--- Begin Listed entries ---

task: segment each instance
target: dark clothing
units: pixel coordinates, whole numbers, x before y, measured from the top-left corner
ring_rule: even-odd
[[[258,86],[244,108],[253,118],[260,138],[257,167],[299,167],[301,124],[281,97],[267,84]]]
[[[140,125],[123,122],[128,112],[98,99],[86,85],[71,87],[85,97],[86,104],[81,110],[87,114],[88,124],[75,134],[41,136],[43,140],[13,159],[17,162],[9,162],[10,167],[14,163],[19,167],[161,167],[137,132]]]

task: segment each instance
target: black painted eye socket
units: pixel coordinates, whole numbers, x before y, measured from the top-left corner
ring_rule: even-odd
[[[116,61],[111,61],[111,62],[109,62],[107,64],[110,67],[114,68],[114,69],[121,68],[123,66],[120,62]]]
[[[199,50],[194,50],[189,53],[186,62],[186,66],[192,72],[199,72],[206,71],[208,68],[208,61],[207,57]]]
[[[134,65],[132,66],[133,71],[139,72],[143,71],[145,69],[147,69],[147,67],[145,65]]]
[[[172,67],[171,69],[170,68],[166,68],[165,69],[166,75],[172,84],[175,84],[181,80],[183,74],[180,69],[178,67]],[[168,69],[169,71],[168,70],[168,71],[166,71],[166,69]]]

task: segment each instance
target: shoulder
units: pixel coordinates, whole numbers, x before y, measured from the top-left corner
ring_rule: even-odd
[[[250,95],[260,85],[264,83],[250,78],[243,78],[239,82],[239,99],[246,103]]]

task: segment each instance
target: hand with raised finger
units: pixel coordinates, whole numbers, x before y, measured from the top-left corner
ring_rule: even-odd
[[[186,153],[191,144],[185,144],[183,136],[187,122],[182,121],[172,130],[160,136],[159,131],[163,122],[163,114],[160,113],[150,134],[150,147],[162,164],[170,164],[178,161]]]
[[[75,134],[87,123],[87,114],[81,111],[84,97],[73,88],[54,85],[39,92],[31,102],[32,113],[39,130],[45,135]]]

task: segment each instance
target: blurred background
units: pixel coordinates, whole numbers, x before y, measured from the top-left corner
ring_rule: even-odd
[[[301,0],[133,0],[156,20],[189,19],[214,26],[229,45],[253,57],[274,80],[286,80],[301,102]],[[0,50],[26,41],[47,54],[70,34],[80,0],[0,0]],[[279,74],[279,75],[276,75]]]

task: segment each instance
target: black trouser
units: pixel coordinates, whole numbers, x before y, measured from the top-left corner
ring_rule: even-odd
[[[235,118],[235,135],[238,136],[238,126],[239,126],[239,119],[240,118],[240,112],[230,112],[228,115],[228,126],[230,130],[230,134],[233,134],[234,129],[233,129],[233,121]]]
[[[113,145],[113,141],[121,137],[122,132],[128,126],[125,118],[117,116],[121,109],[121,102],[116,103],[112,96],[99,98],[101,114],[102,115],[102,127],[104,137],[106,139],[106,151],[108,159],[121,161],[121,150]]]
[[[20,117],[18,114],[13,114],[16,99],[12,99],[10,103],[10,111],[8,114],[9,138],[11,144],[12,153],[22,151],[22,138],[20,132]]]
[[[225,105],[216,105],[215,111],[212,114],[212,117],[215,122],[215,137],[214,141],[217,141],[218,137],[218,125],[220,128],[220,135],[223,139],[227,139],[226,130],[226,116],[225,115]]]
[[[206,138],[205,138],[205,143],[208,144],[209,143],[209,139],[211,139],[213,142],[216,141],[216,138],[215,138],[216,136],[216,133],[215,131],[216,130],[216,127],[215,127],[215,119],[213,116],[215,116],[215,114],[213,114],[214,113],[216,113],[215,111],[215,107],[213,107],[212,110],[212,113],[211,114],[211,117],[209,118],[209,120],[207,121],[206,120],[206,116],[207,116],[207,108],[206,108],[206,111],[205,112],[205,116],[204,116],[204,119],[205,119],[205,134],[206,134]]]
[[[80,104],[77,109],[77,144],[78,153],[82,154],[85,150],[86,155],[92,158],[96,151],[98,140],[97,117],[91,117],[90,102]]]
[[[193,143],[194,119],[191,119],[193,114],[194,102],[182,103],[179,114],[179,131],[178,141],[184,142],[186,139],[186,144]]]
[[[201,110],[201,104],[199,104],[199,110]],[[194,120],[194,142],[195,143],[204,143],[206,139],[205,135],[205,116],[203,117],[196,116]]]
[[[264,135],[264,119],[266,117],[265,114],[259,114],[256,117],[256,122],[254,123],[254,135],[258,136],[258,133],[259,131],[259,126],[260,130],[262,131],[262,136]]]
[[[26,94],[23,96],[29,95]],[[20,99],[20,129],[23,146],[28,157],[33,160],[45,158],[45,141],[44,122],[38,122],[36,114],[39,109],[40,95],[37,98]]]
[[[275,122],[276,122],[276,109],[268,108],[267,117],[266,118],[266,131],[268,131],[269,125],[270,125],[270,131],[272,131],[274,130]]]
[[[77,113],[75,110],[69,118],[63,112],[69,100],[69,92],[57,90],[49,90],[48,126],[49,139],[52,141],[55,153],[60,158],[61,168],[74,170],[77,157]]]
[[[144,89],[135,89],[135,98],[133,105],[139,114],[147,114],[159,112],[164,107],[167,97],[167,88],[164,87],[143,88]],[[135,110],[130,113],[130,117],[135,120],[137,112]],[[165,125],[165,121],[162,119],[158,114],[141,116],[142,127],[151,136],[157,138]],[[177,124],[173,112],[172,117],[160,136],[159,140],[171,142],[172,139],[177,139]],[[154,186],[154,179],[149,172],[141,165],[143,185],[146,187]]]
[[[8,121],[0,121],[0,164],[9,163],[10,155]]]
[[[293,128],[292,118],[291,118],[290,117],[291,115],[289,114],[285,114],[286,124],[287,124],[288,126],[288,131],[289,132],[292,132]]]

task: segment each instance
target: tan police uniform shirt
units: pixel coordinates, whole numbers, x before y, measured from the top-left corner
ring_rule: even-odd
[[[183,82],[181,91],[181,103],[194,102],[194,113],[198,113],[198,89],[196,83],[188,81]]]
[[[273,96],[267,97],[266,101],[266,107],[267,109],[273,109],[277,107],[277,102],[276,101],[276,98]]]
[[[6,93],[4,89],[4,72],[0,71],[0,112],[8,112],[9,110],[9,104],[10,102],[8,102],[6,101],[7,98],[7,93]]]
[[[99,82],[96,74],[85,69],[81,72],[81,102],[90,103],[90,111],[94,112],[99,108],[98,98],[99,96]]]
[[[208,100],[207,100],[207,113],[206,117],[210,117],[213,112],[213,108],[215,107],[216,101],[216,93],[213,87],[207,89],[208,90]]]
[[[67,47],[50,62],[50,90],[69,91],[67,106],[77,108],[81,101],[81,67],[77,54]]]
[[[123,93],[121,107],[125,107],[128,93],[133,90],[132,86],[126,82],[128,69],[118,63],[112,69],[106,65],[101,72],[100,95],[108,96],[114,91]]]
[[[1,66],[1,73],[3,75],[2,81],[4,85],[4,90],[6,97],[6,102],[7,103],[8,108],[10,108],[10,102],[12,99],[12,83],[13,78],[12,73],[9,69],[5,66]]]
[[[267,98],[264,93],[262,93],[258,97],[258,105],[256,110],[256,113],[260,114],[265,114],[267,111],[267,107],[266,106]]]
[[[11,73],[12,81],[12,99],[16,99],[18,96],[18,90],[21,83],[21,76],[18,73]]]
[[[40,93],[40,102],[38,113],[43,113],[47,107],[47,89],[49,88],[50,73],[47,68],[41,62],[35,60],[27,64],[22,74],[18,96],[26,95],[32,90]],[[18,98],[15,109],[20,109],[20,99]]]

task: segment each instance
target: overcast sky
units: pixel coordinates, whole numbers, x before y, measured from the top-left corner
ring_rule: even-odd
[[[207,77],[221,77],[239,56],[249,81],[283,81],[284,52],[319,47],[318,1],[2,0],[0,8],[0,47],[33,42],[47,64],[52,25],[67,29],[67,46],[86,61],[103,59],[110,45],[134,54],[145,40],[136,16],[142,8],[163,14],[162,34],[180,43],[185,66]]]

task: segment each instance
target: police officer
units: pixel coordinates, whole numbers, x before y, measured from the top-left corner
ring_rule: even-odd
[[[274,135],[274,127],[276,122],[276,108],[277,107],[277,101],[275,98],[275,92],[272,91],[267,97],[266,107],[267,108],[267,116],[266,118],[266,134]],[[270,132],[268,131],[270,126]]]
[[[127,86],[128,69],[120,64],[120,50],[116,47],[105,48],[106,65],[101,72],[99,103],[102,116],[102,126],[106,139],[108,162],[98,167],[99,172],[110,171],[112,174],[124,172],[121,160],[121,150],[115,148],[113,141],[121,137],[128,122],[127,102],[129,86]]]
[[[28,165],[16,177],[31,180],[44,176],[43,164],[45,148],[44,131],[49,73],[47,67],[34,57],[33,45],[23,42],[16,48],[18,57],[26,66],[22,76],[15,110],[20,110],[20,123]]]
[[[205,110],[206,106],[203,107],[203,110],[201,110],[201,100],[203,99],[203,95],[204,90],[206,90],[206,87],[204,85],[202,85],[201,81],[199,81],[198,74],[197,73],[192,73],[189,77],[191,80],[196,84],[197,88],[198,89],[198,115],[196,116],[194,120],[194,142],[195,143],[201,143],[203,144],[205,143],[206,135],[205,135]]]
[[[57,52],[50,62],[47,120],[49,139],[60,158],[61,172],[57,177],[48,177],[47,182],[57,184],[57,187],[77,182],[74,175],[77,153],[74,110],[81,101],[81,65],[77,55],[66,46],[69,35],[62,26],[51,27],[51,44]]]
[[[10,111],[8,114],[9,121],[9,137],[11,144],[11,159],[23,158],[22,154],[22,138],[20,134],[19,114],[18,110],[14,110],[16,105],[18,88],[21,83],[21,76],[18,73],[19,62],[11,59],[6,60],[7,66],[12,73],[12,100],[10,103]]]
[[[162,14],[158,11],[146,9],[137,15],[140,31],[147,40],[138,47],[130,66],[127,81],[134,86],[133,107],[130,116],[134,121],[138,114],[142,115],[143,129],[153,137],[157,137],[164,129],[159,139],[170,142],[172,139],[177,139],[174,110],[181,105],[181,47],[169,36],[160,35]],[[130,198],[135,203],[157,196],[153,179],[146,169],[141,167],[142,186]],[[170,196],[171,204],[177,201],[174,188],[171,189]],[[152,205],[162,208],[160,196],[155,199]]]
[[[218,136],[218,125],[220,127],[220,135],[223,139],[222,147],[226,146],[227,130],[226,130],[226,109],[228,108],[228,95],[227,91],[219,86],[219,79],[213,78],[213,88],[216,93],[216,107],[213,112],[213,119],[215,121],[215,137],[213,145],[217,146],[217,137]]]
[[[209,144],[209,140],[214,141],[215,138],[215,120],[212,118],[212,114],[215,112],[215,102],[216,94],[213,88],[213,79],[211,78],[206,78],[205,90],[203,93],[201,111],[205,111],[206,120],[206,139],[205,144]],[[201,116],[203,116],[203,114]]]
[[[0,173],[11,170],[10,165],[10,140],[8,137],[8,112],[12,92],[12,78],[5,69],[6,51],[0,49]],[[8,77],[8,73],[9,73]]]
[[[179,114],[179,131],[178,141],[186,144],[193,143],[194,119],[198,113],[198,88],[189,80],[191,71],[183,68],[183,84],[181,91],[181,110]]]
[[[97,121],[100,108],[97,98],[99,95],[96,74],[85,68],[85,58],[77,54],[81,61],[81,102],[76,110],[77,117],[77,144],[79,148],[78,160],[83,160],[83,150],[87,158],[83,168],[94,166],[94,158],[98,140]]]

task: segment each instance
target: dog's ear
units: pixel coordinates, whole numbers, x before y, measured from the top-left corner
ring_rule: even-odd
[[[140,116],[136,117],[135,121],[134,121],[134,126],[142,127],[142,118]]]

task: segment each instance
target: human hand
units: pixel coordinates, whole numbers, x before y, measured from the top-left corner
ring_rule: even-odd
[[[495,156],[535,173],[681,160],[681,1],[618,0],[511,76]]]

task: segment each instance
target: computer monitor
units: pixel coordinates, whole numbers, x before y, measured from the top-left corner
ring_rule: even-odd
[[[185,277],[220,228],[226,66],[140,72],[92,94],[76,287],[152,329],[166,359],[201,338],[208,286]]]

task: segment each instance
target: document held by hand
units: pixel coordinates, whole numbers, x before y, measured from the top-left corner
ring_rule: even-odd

--- End Listed entries ---

◆ Task requirements ◆
Select and copy every line of the records above that contains the word "hand".

◆ Answer for this exercise ◆
target: hand with raised finger
target: human hand
target: document held by hand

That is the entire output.